===== Data excerpts
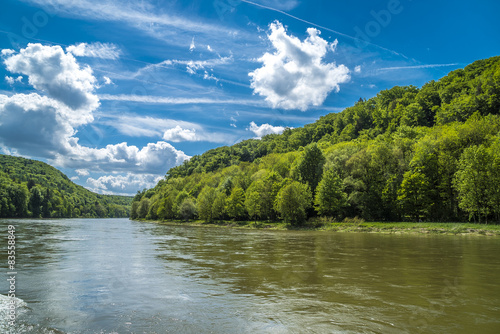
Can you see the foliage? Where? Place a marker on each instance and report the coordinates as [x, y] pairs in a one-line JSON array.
[[292, 202], [408, 153], [330, 197], [30, 188]]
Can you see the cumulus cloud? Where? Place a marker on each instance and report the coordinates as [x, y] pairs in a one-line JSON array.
[[154, 158], [179, 134], [294, 76], [82, 172], [95, 50], [192, 66], [107, 81], [279, 4], [57, 74], [122, 184], [45, 125], [11, 80], [34, 124], [265, 129], [192, 46]]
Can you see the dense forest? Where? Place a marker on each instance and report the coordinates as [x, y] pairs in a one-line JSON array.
[[30, 188], [407, 154]]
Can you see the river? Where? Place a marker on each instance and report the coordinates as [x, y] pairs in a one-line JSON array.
[[122, 276]]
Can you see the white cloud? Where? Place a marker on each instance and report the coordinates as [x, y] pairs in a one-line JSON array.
[[179, 134], [122, 184], [192, 66], [174, 100], [396, 68], [11, 80], [57, 73], [107, 81], [279, 4], [82, 172], [294, 76], [95, 50], [265, 129], [7, 52], [142, 15], [45, 126]]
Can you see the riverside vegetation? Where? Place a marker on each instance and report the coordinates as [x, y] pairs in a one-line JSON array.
[[30, 188], [407, 154]]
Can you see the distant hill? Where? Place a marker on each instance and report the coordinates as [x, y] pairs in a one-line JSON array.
[[409, 153], [30, 188]]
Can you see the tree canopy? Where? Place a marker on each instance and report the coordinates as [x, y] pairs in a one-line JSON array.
[[408, 153]]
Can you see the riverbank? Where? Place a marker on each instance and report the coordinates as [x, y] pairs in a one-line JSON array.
[[367, 227]]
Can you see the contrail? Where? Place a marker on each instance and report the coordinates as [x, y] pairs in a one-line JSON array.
[[325, 28], [414, 67]]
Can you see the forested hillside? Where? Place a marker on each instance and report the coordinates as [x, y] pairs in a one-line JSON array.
[[429, 153], [30, 188]]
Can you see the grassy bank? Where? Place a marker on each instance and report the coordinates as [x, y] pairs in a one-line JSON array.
[[367, 227]]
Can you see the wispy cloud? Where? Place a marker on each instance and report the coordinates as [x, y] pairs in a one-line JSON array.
[[324, 28], [175, 100], [95, 50], [415, 67]]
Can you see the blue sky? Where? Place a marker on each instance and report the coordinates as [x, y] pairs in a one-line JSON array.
[[114, 93]]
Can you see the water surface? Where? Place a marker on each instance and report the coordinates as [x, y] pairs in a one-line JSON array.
[[121, 276]]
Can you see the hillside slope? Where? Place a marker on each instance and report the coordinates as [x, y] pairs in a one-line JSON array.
[[430, 153], [30, 188]]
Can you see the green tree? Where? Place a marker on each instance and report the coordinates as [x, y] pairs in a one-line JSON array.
[[330, 197], [143, 209], [187, 209], [310, 166], [134, 210], [204, 203], [253, 201], [236, 203], [36, 200], [219, 205], [473, 182], [292, 202], [413, 194], [166, 208]]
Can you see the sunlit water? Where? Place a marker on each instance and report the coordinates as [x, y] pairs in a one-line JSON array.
[[121, 276]]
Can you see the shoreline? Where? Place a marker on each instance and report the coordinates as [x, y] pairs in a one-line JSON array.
[[361, 227]]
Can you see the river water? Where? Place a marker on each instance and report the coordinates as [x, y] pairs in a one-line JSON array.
[[121, 276]]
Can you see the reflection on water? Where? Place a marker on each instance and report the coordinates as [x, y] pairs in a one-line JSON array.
[[115, 275]]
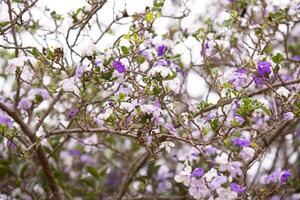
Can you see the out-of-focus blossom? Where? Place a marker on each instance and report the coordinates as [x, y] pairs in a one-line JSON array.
[[285, 175], [24, 104], [184, 176], [247, 153], [198, 189], [167, 145], [73, 112], [68, 85], [241, 142], [288, 116], [198, 172], [263, 68], [119, 66], [237, 188], [161, 50], [283, 92], [226, 194], [5, 120]]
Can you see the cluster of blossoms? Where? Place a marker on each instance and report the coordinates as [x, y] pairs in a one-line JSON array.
[[121, 121]]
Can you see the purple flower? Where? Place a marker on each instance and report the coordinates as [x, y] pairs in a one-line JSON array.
[[98, 63], [5, 120], [296, 58], [241, 142], [24, 104], [210, 150], [239, 119], [198, 172], [120, 67], [79, 71], [170, 128], [237, 188], [218, 181], [263, 68], [238, 79], [73, 113], [11, 144], [161, 50], [285, 175], [272, 177], [288, 116], [75, 152]]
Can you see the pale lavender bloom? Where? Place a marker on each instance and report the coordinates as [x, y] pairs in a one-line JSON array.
[[217, 182], [288, 116], [170, 128], [5, 120], [24, 104], [198, 189], [235, 169], [210, 116]]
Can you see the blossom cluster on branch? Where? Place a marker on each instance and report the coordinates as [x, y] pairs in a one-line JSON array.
[[89, 112]]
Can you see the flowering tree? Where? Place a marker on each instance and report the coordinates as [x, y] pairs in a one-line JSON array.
[[91, 112]]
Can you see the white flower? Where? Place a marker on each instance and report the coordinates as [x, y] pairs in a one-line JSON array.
[[127, 106], [88, 49], [283, 92], [247, 153], [163, 71], [68, 84], [16, 62], [184, 176], [106, 115], [212, 173], [167, 145], [151, 109], [173, 84], [226, 194], [198, 189]]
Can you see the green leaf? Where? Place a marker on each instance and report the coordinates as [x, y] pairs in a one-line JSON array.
==========
■ Try it
Output all data exactly, omitting images.

■ Response below
Can you see the foliage? Where? Place a marker on each instance and report the coordinates as [x, y] pairs in a one-line JSON array.
[[292, 202], [408, 153], [330, 197], [30, 188]]
Can you see the cumulus cloud? Where? Place a marker on each instance and report the coordinates as [x, y] pairs in a one-line JSON array.
[[154, 158], [179, 134], [294, 76], [82, 172], [95, 50], [192, 66], [107, 81], [279, 4], [57, 74], [122, 184], [45, 125], [11, 80], [34, 124], [265, 129], [192, 46]]
Can you see the dense forest? Where? Place a marker on each instance and report the coordinates as [x, y] pairs in a one-line JSON array.
[[30, 188], [407, 154]]
Can you see the river? Where? Place a marker on each instance and report the coordinates as [x, y] pairs in a one-line JSON array.
[[122, 276]]
Can you see the white cloud? Where? Place a marker on each instance and report the coordinates as [x, y] pairs in a one-line JSON array.
[[179, 134], [122, 184], [192, 66], [174, 100], [396, 68], [11, 80], [57, 73], [107, 81], [279, 4], [82, 172], [294, 76], [95, 50], [265, 129], [7, 52], [142, 15], [45, 126]]
Can you see the riverside vegetation? Where? Place a marker on each instance and report the coordinates as [x, y] pairs in a one-line JSON array.
[[30, 188], [407, 154]]
Can you see the distant hill? Where? Place a marker on each instance and report the coordinates as [x, y] pairs in a one-line JSON array.
[[409, 153], [30, 188]]
Can you see the tree canopy? Where? Place a marker on each instance and report the coordinates as [x, y] pairs in a one-line JSON array.
[[408, 153]]
Can you see the riverbank? Where? Place a marker on each instance and report the coordinates as [x, y] pairs in a one-line JSON array.
[[367, 227]]
Can you see the contrail? Where? Place a marker on each instance and report the coordinates as [x, y] pairs in a one-line JSON array.
[[325, 28], [414, 67]]
Can you see the forested hillside? Where? Place a marker on each instance and report the coordinates as [x, y] pairs in a one-line JSON array.
[[429, 153], [30, 188]]
Can you see the grassy bank? Where? Place a marker on each instance and report the coordinates as [x, y] pairs in a one-line JSON array.
[[367, 227]]
Can you see the wispy cloud? Where? Place a marker on each instance and report the coordinates as [x, y] pairs in a one-line JSON array.
[[324, 28], [175, 100], [95, 50], [415, 67]]
Can you see the blue sky? Where? Place a marker on each instance and report the coordinates as [x, y] pairs in a one-line JSON array.
[[114, 93]]
Can you see the water surface? Where? Place a marker on each instance and report the coordinates as [x, y] pairs in a one-line JSON array.
[[121, 276]]
Can you see the hillside slope? Where? Place a marker on each instance and report the coordinates as [x, y] pairs in a one-line JSON array.
[[430, 153], [30, 188]]
Can you see the green tree? Where? Place a marker on each instance and report the coordinates as [x, y] pairs in a one-line JSON array.
[[330, 197], [143, 209], [187, 209], [310, 166], [134, 210], [204, 203], [253, 201], [236, 203], [36, 200], [219, 205], [473, 182], [292, 202], [413, 194], [166, 208]]
Can you see the sunlit water? Where? Place a marker on each instance and report the coordinates as [x, y] pairs in a one-line JSON array.
[[121, 276]]
Can you see the shoreline? Where? Place a marker on each instance and report the coordinates as [x, y] pairs in a one-line JSON array.
[[361, 227]]
Can you see the river water? Where? Place a marker on each instance and report the coordinates as [x, y] pairs in a one-line JSON array.
[[121, 276]]
Can you see the reflection on water? Where? Place a marker on each instance and report the coordinates as [x, y] pairs in a one-line JSON array.
[[115, 275]]
Can you see the out-of-focus blossom? Where? Place a marker on each instance and report the coordinates as [x, y] pairs in a one-line JSON array.
[[285, 175], [24, 104], [184, 176], [247, 153], [198, 189], [167, 145], [73, 112], [68, 85], [241, 142], [288, 116], [198, 172], [263, 68], [119, 66], [237, 188], [161, 50], [283, 92], [226, 194], [5, 120]]
Can you see the cluster of blossoms? Where? Place a marker on each instance and report the coordinates as [x, y] pairs in a one-line JSON array.
[[121, 121]]
Can you see the purple flower? Where? Place a marker on each instance and report the coordinates as [x, y] pairs in a one-line JSON array.
[[98, 63], [5, 120], [296, 58], [241, 142], [24, 104], [210, 150], [239, 119], [198, 172], [120, 67], [79, 71], [170, 128], [237, 188], [218, 181], [263, 68], [238, 79], [73, 113], [11, 144], [161, 50], [285, 175], [272, 177], [288, 116], [75, 152]]
Can you see the pale lavender bloom? Where? Place a marker on each instance and report the coordinates as [x, y] pairs in a one-line JSON array.
[[217, 182], [288, 116], [170, 128], [5, 120], [24, 104], [198, 189], [235, 169], [210, 116]]
Can you see the blossom cluster on branch? Where? Place a marker on each instance and report the coordinates as [x, y] pairs in a one-line JSON array.
[[89, 112]]
Can you see the flowering tree? Where? Place a marker on each instance and report the coordinates as [x, y] pairs in a one-line JSON array.
[[91, 112]]
Can you see the white flower? Where? Place a marker on each instance and report the coordinates as [x, y] pairs in a one-line JSON array.
[[127, 106], [88, 49], [283, 92], [247, 153], [163, 71], [68, 84], [16, 62], [184, 176], [106, 115], [212, 173], [167, 145], [151, 109], [173, 84], [226, 194], [198, 189]]
Can you see the green leaf? Where? Place a marker on each instance and report the coordinates as [x, y] pairs in a one-line JSON array.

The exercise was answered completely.